(WHAT YOU WILL DO)
Transcribe the entries below exactly.

(RECORDS FOR THIS EXERCISE)
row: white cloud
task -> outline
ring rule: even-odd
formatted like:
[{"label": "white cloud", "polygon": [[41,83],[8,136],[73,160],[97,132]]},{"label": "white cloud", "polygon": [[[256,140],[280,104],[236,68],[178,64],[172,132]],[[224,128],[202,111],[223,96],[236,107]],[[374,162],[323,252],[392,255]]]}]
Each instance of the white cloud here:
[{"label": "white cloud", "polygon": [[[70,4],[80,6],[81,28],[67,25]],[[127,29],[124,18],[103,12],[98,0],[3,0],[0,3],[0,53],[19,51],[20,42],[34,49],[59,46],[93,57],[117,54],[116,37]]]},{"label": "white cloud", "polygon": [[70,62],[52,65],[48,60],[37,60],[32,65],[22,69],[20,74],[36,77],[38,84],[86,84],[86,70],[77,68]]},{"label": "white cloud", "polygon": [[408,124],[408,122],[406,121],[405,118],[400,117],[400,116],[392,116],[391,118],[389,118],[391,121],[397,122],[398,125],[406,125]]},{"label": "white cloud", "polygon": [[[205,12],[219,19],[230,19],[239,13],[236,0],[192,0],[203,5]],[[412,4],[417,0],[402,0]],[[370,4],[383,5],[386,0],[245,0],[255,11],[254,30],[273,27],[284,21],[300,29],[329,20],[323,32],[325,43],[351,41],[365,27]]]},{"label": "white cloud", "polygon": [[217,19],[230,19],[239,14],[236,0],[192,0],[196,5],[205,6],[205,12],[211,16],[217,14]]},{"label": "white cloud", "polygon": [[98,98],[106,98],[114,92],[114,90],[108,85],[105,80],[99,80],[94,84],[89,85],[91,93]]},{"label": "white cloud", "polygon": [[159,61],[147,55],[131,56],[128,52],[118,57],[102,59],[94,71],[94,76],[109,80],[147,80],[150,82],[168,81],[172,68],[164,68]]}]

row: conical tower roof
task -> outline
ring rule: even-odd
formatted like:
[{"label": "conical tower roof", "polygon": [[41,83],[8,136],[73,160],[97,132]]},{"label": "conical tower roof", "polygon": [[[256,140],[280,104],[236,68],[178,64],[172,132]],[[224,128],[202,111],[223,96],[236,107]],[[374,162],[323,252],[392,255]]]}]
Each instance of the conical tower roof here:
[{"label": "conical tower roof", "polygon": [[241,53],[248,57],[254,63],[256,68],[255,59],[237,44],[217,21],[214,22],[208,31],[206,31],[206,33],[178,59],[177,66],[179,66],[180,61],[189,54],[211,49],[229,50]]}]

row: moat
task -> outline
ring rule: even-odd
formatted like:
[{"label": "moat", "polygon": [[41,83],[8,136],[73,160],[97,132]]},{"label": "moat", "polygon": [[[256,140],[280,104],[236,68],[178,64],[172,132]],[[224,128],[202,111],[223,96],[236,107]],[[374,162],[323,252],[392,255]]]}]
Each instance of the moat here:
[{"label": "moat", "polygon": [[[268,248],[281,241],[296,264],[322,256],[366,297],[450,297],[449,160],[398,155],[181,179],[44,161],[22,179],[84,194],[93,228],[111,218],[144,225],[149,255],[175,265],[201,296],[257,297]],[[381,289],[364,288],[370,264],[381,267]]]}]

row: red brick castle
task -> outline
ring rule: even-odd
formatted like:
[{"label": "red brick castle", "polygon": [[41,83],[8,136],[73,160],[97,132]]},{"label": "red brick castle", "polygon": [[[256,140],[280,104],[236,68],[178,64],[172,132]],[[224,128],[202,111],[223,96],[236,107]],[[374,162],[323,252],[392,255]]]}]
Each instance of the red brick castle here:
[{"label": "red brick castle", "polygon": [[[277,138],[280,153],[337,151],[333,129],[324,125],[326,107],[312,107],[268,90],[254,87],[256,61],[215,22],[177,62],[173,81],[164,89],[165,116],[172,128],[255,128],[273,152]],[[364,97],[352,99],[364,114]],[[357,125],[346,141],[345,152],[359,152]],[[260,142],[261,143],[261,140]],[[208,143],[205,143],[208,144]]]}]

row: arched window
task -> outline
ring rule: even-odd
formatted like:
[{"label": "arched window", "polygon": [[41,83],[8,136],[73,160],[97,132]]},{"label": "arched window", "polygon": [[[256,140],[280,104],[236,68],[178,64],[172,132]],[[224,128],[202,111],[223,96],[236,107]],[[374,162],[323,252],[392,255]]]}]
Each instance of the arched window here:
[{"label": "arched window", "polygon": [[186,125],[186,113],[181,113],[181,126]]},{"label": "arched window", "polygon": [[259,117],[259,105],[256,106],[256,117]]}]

(ANSWER TO THIS PROBLEM)
row: white cloud
task -> outline
ring rule: even-odd
formatted like:
[{"label": "white cloud", "polygon": [[41,83],[8,136],[73,160],[97,132]]},{"label": "white cloud", "polygon": [[[256,140],[280,104],[236,68],[178,64],[172,132]],[[224,128],[202,111],[223,96],[236,107]],[[374,162],[323,252],[392,255]]]}]
Each instance of the white cloud here:
[{"label": "white cloud", "polygon": [[[70,4],[80,6],[81,28],[67,25]],[[127,29],[124,18],[103,12],[98,0],[3,0],[0,3],[0,53],[19,51],[20,42],[34,49],[59,46],[93,57],[117,54],[116,37]]]},{"label": "white cloud", "polygon": [[70,62],[52,65],[48,60],[37,60],[32,65],[22,69],[20,74],[36,77],[38,84],[86,84],[86,70],[77,68]]},{"label": "white cloud", "polygon": [[408,124],[408,122],[406,121],[405,118],[400,117],[400,116],[392,116],[391,118],[389,118],[391,121],[397,122],[398,125],[406,125]]},{"label": "white cloud", "polygon": [[[205,12],[219,19],[230,19],[239,13],[236,0],[192,0],[203,5]],[[412,4],[417,0],[402,0]],[[370,4],[383,5],[386,0],[245,0],[255,11],[254,30],[273,27],[284,21],[300,29],[329,20],[323,32],[325,43],[351,41],[365,27]]]},{"label": "white cloud", "polygon": [[217,19],[230,19],[239,14],[236,0],[192,0],[196,5],[205,6],[205,12],[211,16],[217,14]]},{"label": "white cloud", "polygon": [[98,98],[106,98],[114,92],[114,90],[108,85],[105,80],[99,80],[94,84],[89,85],[91,93]]},{"label": "white cloud", "polygon": [[159,61],[147,55],[131,56],[128,52],[118,57],[102,59],[94,71],[94,76],[109,80],[147,80],[150,82],[168,81],[172,68],[164,68]]}]

row: conical tower roof
task -> outline
ring rule: even-odd
formatted like:
[{"label": "conical tower roof", "polygon": [[41,83],[8,136],[73,160],[97,132]]},{"label": "conical tower roof", "polygon": [[[256,140],[280,104],[236,68],[178,64],[172,132]],[[224,128],[202,111],[223,96],[236,107]],[[374,162],[323,252],[392,255]]]}]
Each instance of the conical tower roof here:
[{"label": "conical tower roof", "polygon": [[241,53],[248,57],[254,63],[256,68],[255,59],[237,44],[217,21],[214,22],[208,31],[206,31],[206,33],[178,59],[177,66],[179,66],[180,61],[189,54],[211,49],[229,50]]}]

row: moat
task -> outline
ring rule: even-odd
formatted like:
[{"label": "moat", "polygon": [[41,83],[8,136],[73,160],[97,132]]},{"label": "moat", "polygon": [[[256,140],[280,104],[236,68],[178,64],[172,132]],[[224,128],[202,111],[223,96],[236,107]],[[374,162],[323,252],[392,255]]]}]
Each instance of the moat here:
[{"label": "moat", "polygon": [[[268,248],[281,241],[296,264],[322,256],[366,297],[450,297],[449,160],[398,155],[181,179],[44,161],[22,179],[84,194],[93,228],[111,218],[144,225],[149,255],[175,265],[201,296],[257,297]],[[381,289],[364,288],[370,264],[381,267]]]}]

row: red brick castle
task -> outline
ring rule: even-odd
formatted like:
[{"label": "red brick castle", "polygon": [[41,83],[8,136],[73,160],[97,132]]},{"label": "red brick castle", "polygon": [[[256,140],[280,104],[236,68],[178,64],[172,132]],[[224,128],[202,111],[223,96],[236,107]],[[374,162],[323,252],[392,255]]]}]
Each instance of the red brick castle here:
[{"label": "red brick castle", "polygon": [[[277,138],[280,153],[337,151],[333,129],[324,125],[326,107],[312,107],[268,90],[254,87],[256,61],[215,22],[177,62],[173,81],[164,89],[165,116],[172,128],[255,128],[273,152]],[[364,97],[352,99],[364,114]],[[357,125],[346,141],[345,152],[359,152]],[[260,142],[261,143],[261,140]],[[208,143],[205,143],[208,144]]]}]

row: arched window
task -> outline
ring rule: even-odd
formatted like:
[{"label": "arched window", "polygon": [[41,83],[8,136],[73,160],[97,132]]},{"label": "arched window", "polygon": [[[256,140],[280,104],[236,68],[178,64],[172,132]],[[224,128],[202,111],[223,96],[236,107]],[[374,162],[323,252],[392,255]]]}]
Each instance of the arched window here:
[{"label": "arched window", "polygon": [[186,125],[186,113],[181,113],[181,126]]},{"label": "arched window", "polygon": [[259,117],[259,105],[256,106],[256,117]]}]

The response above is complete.